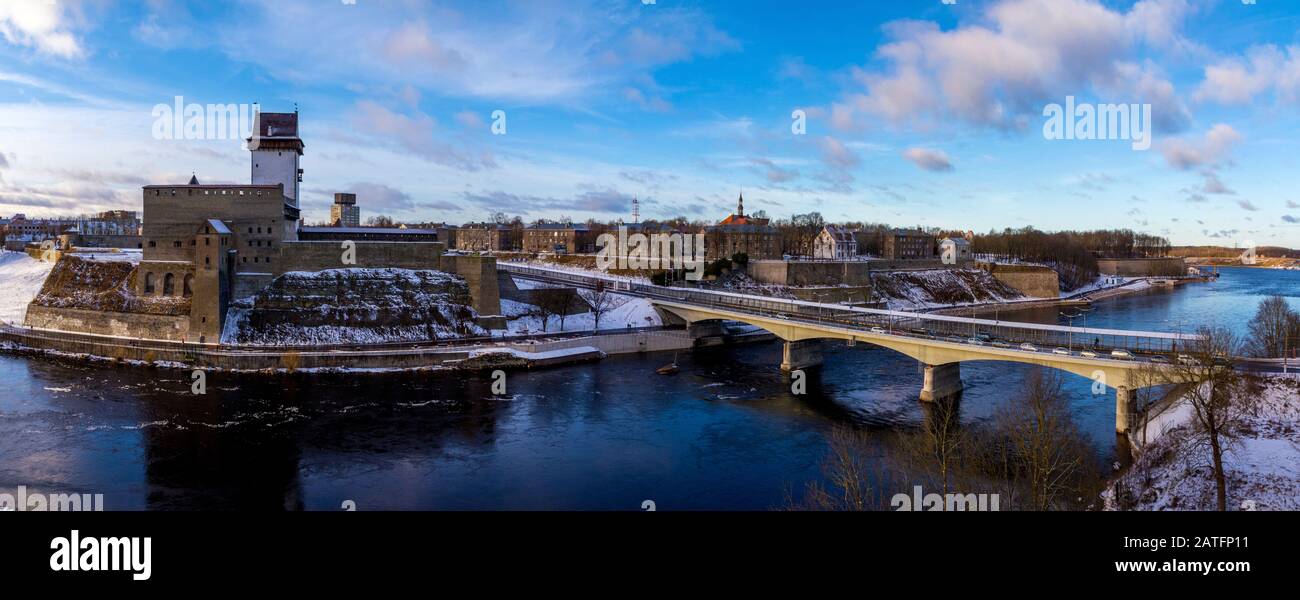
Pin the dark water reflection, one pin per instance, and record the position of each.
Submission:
(723, 434)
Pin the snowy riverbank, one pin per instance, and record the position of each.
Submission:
(21, 277)
(1262, 464)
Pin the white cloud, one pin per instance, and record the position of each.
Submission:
(542, 51)
(1000, 70)
(1240, 79)
(930, 160)
(1184, 153)
(836, 155)
(39, 25)
(417, 134)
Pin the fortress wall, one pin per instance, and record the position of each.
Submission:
(102, 322)
(1030, 279)
(1170, 266)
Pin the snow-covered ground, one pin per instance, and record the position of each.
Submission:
(521, 318)
(131, 256)
(940, 288)
(1262, 466)
(21, 278)
(596, 273)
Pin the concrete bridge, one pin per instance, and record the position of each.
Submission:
(941, 343)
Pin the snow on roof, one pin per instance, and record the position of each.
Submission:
(219, 226)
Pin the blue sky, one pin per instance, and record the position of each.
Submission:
(918, 112)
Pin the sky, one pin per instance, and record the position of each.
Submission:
(914, 112)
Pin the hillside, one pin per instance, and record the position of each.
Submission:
(354, 307)
(917, 290)
(94, 285)
(21, 277)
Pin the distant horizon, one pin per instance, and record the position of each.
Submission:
(971, 116)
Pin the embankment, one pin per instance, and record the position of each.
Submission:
(524, 353)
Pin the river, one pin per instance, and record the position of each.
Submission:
(723, 434)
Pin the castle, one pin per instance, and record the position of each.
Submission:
(208, 244)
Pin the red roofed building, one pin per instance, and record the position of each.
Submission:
(739, 234)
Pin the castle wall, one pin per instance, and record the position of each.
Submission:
(1030, 279)
(315, 256)
(1170, 266)
(254, 213)
(102, 322)
(480, 273)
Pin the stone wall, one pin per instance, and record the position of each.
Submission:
(1171, 266)
(130, 242)
(102, 322)
(315, 256)
(1032, 281)
(830, 273)
(480, 273)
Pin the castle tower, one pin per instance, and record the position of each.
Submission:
(276, 150)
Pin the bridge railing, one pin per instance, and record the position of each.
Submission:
(1044, 337)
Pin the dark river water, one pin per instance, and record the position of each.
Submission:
(723, 434)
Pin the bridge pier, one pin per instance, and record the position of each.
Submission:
(801, 355)
(1126, 411)
(941, 381)
(706, 333)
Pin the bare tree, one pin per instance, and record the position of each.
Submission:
(1273, 329)
(1044, 448)
(1218, 396)
(936, 448)
(848, 468)
(602, 301)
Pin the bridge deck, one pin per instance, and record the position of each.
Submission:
(974, 331)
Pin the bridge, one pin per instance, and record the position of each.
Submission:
(941, 343)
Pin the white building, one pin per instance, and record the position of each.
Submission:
(276, 151)
(954, 250)
(835, 243)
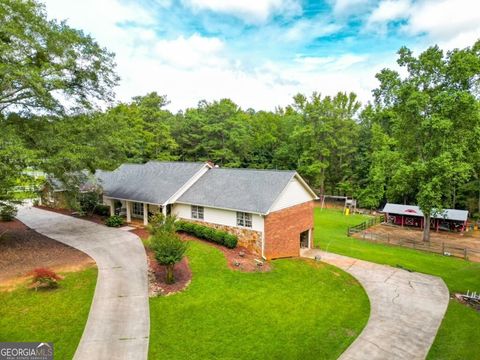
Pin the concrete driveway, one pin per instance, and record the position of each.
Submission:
(118, 325)
(406, 309)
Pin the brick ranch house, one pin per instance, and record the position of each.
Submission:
(270, 211)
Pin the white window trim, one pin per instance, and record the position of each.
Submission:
(138, 206)
(195, 212)
(243, 217)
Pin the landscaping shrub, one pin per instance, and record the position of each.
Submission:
(230, 241)
(7, 211)
(114, 221)
(44, 278)
(207, 233)
(169, 249)
(159, 223)
(102, 210)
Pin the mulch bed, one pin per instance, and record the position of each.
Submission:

*WHAT THIS TASK INVOLVES:*
Without the images, write out each line of the data verbatim.

*TASK SOLUTION:*
Pin the dark water reflection, one pin per instance, and record the position of each.
Submission:
(723, 434)
Pin the snowy riverbank, one pin per instance, and record the position of each.
Submission:
(21, 277)
(1262, 464)
Pin the white cloud, one pin per instance, and record the position of each.
Submission:
(542, 51)
(1000, 70)
(1240, 79)
(930, 160)
(1184, 153)
(836, 155)
(39, 25)
(417, 134)
Pin the fortress wall, one pin per instance, and record the position of each.
Submission:
(102, 322)
(1030, 279)
(1170, 266)
Pin the snow-covered ground, one pin per instance, and record the position of each.
Submission:
(521, 318)
(131, 256)
(940, 288)
(1262, 466)
(21, 278)
(596, 273)
Pin the concrete bridge, one pin per instance, and record the position of each.
Submission:
(941, 343)
Pin the snow on roof, one pin per instance, and record the position of each.
Submission:
(219, 226)
Pin the blue sky, one pin per instance, and record the position of each.
Submission:
(918, 112)
Pin the sky, one pin per instance, and record the position of each.
Submission:
(914, 112)
Pin the hillside, one pin per instance, and record the position of each.
Submission:
(354, 307)
(917, 290)
(94, 285)
(21, 277)
Pin the distant horizon, one pin per instance, and record the position of each.
Submission:
(971, 116)
Pin the embankment, one pin per instance, and record the position of each.
Submission:
(524, 353)
Pin the river, one pin per instance, and record the position of each.
Submission:
(723, 434)
Pin the castle, one pin per instance, and record the position of each.
Submission:
(208, 244)
Pin the red roofed building, one pin per instance, and record the position of each.
Submission:
(739, 234)
Pin the castle wall, one pin per instance, and record the position of each.
Submission:
(1030, 279)
(315, 256)
(1170, 266)
(254, 213)
(102, 322)
(480, 273)
Pin the stone wall, one pin per instance, and record the position of each.
Submission:
(1171, 266)
(130, 242)
(102, 322)
(315, 256)
(1032, 281)
(830, 273)
(480, 273)
Pin the castle tower, one pin per instance, and record the position of each.
Submission:
(276, 150)
Pin the bridge railing, one pin per instance, and record the position of each.
Submission:
(1044, 337)
Pin the dark river water, one pin per instance, and record the position of each.
Submission:
(723, 434)
Pin the bridge pier, one pin per instance, and record the position of each.
Submission:
(801, 355)
(1126, 411)
(941, 381)
(706, 333)
Pin the bare tree, one pin per instance, and record the position of each.
Submission:
(1273, 329)
(1044, 448)
(1218, 396)
(936, 448)
(848, 468)
(602, 301)
Pin the bridge deck, one pin per instance, and record the position of each.
Submission:
(974, 331)
Pin the bridge, one pin per instance, and record the position of each.
Submission:
(941, 343)
Pin the white building, one pin per instance, and record the position of each.
Submission:
(276, 151)
(954, 250)
(835, 243)
Pin the concrete driveway, one pin per instance, and record the position of each.
Submission:
(118, 325)
(406, 309)
Pin the brick ranch house, one pin per instance, and record the position of each.
Submission:
(270, 211)
Pin the white window trim, one pin per instance, and record the position of each.
Submission:
(138, 206)
(195, 212)
(243, 217)
Pin the landscaping shrub, one pin per instance, and record the position of each.
Submission:
(230, 241)
(7, 211)
(114, 221)
(44, 278)
(207, 233)
(169, 249)
(159, 223)
(102, 210)
Pin the mulch bed, one pin per instance, and record the position of each.
Submission:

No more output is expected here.